WRITTEN PROBLEM - Display every line of the items below that contains the string "board", matching case exactly.

RECORDS FOR THIS TASK -
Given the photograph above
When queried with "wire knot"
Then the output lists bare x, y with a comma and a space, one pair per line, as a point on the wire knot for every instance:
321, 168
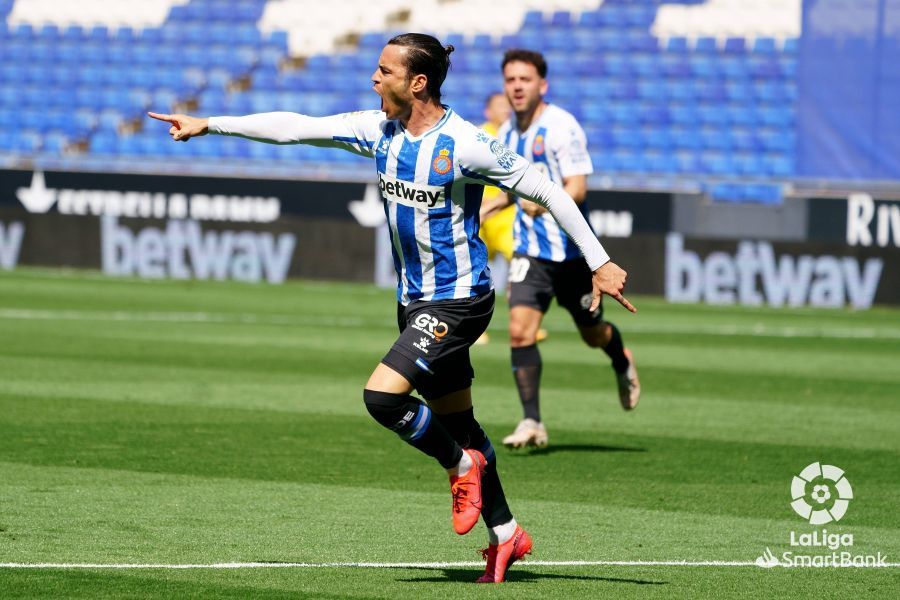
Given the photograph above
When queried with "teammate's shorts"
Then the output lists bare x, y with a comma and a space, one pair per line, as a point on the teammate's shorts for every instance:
432, 351
497, 232
534, 282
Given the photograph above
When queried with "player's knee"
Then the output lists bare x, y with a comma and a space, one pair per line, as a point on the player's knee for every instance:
397, 412
521, 334
596, 336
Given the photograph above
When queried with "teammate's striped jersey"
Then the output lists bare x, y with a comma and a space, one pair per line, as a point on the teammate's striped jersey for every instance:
556, 144
431, 185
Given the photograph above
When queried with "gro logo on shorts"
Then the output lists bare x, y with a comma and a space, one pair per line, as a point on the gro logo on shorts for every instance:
821, 494
430, 325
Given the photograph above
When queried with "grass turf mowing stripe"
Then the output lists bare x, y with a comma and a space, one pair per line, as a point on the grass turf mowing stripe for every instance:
415, 565
752, 329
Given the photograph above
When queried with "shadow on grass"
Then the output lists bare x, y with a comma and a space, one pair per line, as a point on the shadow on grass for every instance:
575, 448
469, 576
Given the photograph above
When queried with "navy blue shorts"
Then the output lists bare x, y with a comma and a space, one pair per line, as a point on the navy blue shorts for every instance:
432, 351
534, 282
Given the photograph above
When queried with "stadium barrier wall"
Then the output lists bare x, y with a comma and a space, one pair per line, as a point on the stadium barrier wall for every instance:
856, 220
269, 230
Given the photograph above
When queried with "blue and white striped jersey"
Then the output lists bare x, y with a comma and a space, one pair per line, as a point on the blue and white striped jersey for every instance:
555, 143
431, 185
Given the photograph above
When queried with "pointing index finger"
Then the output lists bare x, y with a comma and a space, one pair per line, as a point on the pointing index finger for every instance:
167, 118
624, 302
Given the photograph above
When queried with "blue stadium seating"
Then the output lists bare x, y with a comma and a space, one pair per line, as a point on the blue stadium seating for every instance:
702, 108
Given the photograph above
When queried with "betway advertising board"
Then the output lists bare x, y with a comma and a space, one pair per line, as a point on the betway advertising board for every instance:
756, 273
183, 227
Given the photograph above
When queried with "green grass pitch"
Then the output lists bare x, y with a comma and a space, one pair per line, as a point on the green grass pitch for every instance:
171, 423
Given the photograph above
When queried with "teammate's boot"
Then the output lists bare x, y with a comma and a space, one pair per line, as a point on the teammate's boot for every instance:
500, 557
528, 433
466, 492
629, 384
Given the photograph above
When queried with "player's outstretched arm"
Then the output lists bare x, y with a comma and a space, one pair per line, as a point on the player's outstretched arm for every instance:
184, 127
608, 278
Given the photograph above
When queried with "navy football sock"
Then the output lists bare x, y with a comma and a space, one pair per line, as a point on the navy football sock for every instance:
413, 421
527, 365
469, 434
616, 350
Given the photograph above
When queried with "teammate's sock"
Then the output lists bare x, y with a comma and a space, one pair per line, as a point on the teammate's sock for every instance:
469, 434
412, 420
526, 364
616, 350
499, 534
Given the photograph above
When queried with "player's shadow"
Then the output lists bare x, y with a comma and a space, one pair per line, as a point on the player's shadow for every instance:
468, 576
578, 448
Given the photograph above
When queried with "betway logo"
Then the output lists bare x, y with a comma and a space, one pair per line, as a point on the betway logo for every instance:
10, 244
416, 195
754, 276
861, 213
38, 198
182, 251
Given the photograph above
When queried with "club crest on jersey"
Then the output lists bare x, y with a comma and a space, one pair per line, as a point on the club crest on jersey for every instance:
505, 156
408, 193
442, 162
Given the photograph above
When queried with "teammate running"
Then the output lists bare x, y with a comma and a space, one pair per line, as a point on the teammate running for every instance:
432, 166
547, 262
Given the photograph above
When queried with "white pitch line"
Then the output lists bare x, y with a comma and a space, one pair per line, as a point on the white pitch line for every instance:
403, 565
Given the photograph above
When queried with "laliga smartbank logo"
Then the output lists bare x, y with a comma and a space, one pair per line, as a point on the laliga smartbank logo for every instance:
821, 494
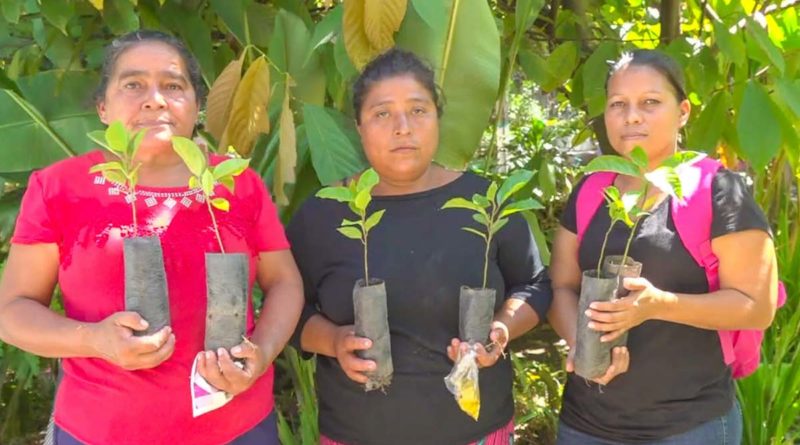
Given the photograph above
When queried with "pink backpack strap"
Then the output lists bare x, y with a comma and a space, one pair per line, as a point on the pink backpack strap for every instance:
590, 197
692, 218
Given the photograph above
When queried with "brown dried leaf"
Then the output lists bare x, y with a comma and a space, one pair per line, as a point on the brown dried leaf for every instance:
249, 112
355, 39
382, 18
220, 97
287, 151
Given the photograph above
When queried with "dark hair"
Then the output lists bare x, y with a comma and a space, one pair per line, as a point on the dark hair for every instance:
664, 64
393, 63
126, 42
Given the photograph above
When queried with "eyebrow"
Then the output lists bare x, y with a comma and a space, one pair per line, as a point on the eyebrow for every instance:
414, 99
133, 73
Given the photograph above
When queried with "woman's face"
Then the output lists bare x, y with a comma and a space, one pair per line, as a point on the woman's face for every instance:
399, 128
149, 89
642, 109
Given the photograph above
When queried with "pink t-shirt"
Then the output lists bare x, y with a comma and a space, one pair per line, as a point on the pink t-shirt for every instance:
98, 402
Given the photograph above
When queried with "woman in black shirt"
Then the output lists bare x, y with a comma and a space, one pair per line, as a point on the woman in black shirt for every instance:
677, 389
424, 257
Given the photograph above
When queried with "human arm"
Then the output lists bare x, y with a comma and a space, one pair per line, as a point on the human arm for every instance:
27, 322
747, 297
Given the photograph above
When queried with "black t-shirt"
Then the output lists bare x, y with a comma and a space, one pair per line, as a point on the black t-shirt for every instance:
677, 377
424, 257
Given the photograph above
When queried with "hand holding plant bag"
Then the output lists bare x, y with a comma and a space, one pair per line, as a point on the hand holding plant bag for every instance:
369, 295
476, 306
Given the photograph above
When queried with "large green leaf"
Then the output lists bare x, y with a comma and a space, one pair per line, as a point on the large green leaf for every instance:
287, 51
49, 122
706, 131
335, 147
594, 85
757, 33
758, 128
465, 52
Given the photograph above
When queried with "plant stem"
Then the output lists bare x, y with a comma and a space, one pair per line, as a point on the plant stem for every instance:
603, 249
214, 222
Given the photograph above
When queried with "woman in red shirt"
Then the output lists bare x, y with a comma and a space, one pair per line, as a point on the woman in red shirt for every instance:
124, 389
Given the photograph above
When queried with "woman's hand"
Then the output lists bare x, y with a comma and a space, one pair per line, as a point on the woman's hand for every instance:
114, 340
620, 360
221, 372
485, 356
345, 345
620, 315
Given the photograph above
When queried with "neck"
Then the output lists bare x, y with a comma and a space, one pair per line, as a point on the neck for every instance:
428, 180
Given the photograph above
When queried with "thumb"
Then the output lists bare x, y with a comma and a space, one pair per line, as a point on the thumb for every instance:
635, 284
130, 320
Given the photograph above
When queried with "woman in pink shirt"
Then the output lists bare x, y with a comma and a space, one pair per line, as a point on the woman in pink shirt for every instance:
118, 388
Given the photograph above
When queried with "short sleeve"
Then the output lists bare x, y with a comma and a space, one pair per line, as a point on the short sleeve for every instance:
569, 216
734, 209
35, 223
267, 234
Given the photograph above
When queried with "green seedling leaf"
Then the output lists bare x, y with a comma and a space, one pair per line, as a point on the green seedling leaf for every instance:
221, 203
471, 230
461, 203
113, 165
362, 200
368, 180
341, 194
115, 177
667, 180
491, 192
350, 232
117, 138
611, 163
481, 219
513, 184
481, 200
228, 183
639, 157
136, 142
680, 158
99, 138
207, 181
499, 225
230, 168
521, 206
373, 220
191, 154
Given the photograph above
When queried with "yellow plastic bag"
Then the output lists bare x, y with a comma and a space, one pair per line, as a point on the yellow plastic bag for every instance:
462, 382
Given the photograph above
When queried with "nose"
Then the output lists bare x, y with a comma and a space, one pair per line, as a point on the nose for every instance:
632, 115
154, 99
401, 126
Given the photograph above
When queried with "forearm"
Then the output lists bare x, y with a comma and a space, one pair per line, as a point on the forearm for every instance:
563, 314
517, 316
282, 305
319, 336
725, 309
31, 326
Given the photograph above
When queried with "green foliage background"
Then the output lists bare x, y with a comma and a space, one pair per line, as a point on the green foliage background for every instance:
524, 82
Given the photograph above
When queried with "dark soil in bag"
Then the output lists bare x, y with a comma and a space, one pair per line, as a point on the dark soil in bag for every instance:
475, 314
372, 322
227, 277
146, 282
592, 358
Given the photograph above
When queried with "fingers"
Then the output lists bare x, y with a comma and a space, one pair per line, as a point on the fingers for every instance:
130, 320
620, 360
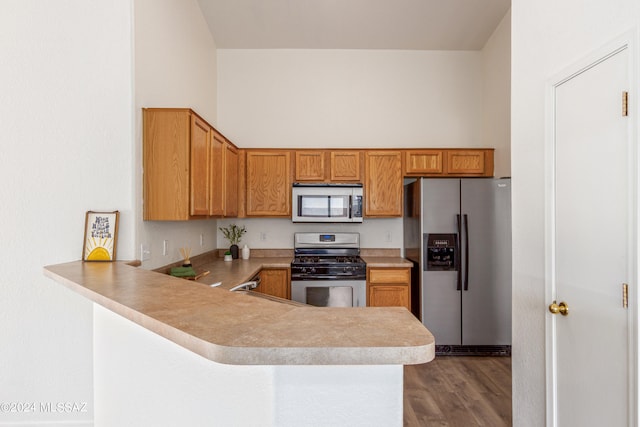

THE SOLUTION -
When queried with "betway advertising board"
Then the output lists bare x, y with a comma and a space, one pair per line, as a point on the betway advertising board for every instance:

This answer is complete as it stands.